Lay out every line of the records below as a Markdown table with the columns Row and Line, numbering the rows in order and leaving out blank lines.

Stored data:
--- --- ---

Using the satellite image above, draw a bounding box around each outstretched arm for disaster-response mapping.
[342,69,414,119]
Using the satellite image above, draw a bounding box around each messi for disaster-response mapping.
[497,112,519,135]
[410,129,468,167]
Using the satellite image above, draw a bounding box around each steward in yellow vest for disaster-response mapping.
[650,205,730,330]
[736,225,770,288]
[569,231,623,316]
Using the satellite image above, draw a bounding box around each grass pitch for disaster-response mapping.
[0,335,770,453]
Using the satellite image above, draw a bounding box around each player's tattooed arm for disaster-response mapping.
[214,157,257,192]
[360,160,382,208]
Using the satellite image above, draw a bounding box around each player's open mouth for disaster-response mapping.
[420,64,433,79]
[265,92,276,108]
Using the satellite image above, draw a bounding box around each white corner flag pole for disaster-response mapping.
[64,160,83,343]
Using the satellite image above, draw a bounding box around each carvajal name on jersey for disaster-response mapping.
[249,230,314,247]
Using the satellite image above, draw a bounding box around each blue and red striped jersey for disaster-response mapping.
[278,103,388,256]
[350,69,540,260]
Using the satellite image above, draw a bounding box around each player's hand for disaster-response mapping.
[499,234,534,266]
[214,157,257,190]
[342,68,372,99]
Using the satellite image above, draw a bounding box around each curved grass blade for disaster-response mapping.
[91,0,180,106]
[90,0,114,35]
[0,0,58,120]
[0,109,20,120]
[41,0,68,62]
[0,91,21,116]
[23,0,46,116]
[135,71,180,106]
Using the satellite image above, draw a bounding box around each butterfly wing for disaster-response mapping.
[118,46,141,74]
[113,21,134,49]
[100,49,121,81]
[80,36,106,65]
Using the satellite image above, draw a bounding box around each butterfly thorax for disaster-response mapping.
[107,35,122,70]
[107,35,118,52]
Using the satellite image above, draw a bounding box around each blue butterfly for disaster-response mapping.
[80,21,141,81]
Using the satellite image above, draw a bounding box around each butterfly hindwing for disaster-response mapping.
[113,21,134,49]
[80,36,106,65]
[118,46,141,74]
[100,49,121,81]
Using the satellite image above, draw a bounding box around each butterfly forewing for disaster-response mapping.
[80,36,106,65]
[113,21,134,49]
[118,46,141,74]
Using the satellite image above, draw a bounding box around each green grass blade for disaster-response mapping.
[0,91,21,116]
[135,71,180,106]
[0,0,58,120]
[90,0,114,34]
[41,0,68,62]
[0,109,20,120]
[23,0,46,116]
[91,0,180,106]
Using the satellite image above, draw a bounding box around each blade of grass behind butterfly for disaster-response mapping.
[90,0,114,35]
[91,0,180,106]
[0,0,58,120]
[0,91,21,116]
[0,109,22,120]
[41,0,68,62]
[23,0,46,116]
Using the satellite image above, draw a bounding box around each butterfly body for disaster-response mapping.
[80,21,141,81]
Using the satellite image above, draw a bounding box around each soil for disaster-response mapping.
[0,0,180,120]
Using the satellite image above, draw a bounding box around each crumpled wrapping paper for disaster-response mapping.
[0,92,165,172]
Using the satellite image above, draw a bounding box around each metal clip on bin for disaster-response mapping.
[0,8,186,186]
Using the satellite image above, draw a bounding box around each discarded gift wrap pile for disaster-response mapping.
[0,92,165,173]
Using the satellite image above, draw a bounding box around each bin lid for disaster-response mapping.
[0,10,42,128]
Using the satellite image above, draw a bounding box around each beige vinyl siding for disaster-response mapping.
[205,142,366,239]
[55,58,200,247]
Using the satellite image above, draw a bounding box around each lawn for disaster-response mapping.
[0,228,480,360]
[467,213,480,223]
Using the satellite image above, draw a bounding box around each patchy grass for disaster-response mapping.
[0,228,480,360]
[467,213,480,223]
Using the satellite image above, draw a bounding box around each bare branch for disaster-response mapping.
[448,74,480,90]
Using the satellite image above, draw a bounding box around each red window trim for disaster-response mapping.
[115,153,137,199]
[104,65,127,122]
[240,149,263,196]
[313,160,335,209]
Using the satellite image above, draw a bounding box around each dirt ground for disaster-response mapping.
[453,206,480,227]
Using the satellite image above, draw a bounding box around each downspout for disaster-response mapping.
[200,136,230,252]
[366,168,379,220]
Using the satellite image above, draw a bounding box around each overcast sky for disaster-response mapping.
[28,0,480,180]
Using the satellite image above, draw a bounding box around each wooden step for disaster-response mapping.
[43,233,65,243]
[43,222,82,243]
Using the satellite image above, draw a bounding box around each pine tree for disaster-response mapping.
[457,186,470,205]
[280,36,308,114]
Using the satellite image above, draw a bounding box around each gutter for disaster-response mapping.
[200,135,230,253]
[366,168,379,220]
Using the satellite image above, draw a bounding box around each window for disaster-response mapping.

--- --- ---

REPLY TO THE TASK
| Row | Line |
|---|---|
| 1 | Using the satellite image above, draw a bounding box around each outstretched arm for disaster-response mapping. |
| 2 | [342,69,414,119] |
| 3 | Using the satellite image above, draw a bounding box around each messi for disaster-response mapping. |
| 4 | [497,112,519,135] |
| 5 | [410,129,468,167] |
| 6 | Using the satellite image above, draw a bounding box around each steward in yellow vest for disaster-response mapping. |
| 7 | [650,205,730,330] |
| 8 | [736,225,770,288] |
| 9 | [569,231,623,316] |
| 10 | Using the satellite image above, draw a bounding box around each grass pitch for disaster-response mapping. |
| 11 | [0,335,770,453] |
| 12 | Using the satellite image above, draw a bounding box around each player's tattooed arm for disaster-response mapping. |
| 13 | [214,157,257,192] |
| 14 | [360,160,382,208] |
| 15 | Using the satellite image above, draw a bounding box around each player's open mouth for disaster-response mapping. |
| 16 | [420,64,433,79] |
| 17 | [265,92,276,108] |
| 18 | Using the satellite image above, draw a bounding box around each white corner flag pole for disaster-response mapping. |
| 19 | [64,160,83,343] |
| 20 | Using the satellite image above, draw a bounding box around each carvajal name on jersey for disaster-response mapping. |
| 21 | [249,230,314,247] |
| 22 | Using the satellite image above, draw a bounding box around each blue and red striped jersey for disaster-response mapping. |
| 23 | [278,103,388,256] |
| 24 | [350,69,540,260] |
| 25 | Using the satellite image above, draw a bounding box around each player's hand for disaster-response mapping. |
| 26 | [499,234,534,266] |
| 27 | [214,157,257,190] |
| 28 | [342,68,372,99] |
| 29 | Using the satellite image above, draw a bounding box around each curved grass blade for disaster-response mapping. |
| 30 | [91,0,180,106] |
| 31 | [90,0,114,35] |
| 32 | [0,0,58,120] |
| 33 | [0,109,20,120] |
| 34 | [41,0,68,62] |
| 35 | [0,91,21,116] |
| 36 | [23,0,46,116] |
| 37 | [135,71,180,106] |
| 38 | Using the satellite image above, draw a bounding box around each butterfly wing for disaster-response mapping. |
| 39 | [118,46,141,74] |
| 40 | [113,21,134,49] |
| 41 | [100,49,121,81] |
| 42 | [80,36,106,65] |
| 43 | Using the satellite image above, draw a bounding box around each butterfly thorax for disaster-response mapping. |
| 44 | [107,35,122,70] |
| 45 | [107,35,118,52] |
| 46 | Using the satellite image above, draw a bounding box around each blue butterfly for disaster-response mapping. |
| 47 | [80,21,141,81] |
| 48 | Using the satellite image above, draw a bounding box around each butterfly hindwing for disaster-response mapping. |
| 49 | [113,21,134,49] |
| 50 | [80,36,106,65] |
| 51 | [118,46,141,74] |
| 52 | [100,49,121,81] |
| 53 | Using the satellite image above, draw a bounding box around each butterfly forewing for disaster-response mapping. |
| 54 | [80,36,106,65] |
| 55 | [113,21,134,49] |
| 56 | [118,46,141,74] |
| 57 | Using the satellite image above, draw a bounding box around each green grass blade for disaster-response mapping. |
| 58 | [0,91,21,116] |
| 59 | [135,71,180,106] |
| 60 | [0,0,58,120] |
| 61 | [90,0,114,34] |
| 62 | [41,0,68,62] |
| 63 | [0,109,20,120] |
| 64 | [23,0,46,116] |
| 65 | [91,0,180,106] |
| 66 | Using the satellite image above, draw a bounding box around each blade of grass behind butterfly for disaster-response mapping. |
| 67 | [90,0,114,35] |
| 68 | [91,0,180,106] |
| 69 | [0,0,58,120] |
| 70 | [0,91,21,116] |
| 71 | [0,109,22,120] |
| 72 | [41,0,68,62] |
| 73 | [23,0,46,116] |
| 74 | Using the satellite image above, draw a bounding box around each butterfly body for disaster-response mapping. |
| 75 | [80,21,141,81] |
| 76 | Using the satellite image above, draw a bounding box around each soil for disaster-response mapping. |
| 77 | [0,0,180,120] |
| 78 | Using the satellite image above, draw a bounding box around each crumpled wrapping paper for disaster-response mapping. |
| 79 | [0,92,165,172] |
| 80 | Using the satellite image above, draw a bounding box around each metal clip on bin for disaster-response mapping. |
| 81 | [0,8,186,186] |
| 82 | Using the satellite image above, draw a bounding box around each discarded gift wrap pile for disaster-response mapping. |
| 83 | [0,92,165,173] |
| 84 | Using the satellite image above, draw a bounding box around each bin lid for disaster-response mapping. |
| 85 | [0,10,42,128] |
| 86 | Using the satellite image above, draw a bounding box around each beige vinyl siding for disaster-response mapping. |
| 87 | [205,142,366,239] |
| 88 | [55,58,200,247] |
| 89 | Using the satellite image above, draw a bounding box around each lawn for disaster-response mapping. |
| 90 | [0,228,480,360] |
| 91 | [467,213,480,223] |
| 92 | Using the satellite image above, draw a bounding box around each patchy grass for disaster-response mapping. |
| 93 | [0,228,480,360] |
| 94 | [467,213,480,223] |
| 95 | Using the satellite image above, draw a bounding box around each bare branch for disaster-response mapping. |
| 96 | [448,74,480,90] |
| 97 | Using the satellite image above, draw a bounding box around each red window trim for disaster-response mapping. |
| 98 | [115,153,137,199] |
| 99 | [104,65,127,122] |
| 100 | [240,149,263,196] |
| 101 | [313,160,335,209] |
| 102 | Using the satellite image above, draw a bounding box around each dirt ground for disaster-response mapping. |
| 103 | [453,206,480,227] |
| 104 | Using the satellite image above, draw a bounding box around each downspout for disaster-response mapping. |
| 105 | [200,136,230,252] |
| 106 | [366,168,379,220] |
| 107 | Using the satellite image above, draw a bounding box around each overcast sky for disaster-response mapping. |
| 108 | [28,0,480,180] |
| 109 | Using the satellite image above, draw a bounding box around each wooden step for disaster-response mapping. |
| 110 | [43,233,65,243] |
| 111 | [43,222,82,243] |
| 112 | Using the satellite image above, draw a bounding box around each pine tree for disaster-response mapping. |
| 113 | [457,186,470,205] |
| 114 | [280,36,308,114] |
| 115 | Using the satellite image above, draw a bounding box around each gutter for disaster-response mapping. |
| 116 | [200,135,230,253] |
| 117 | [366,168,379,220] |
| 118 | Using the satellite image above, draw a bounding box around each window for disaster-response mapping. |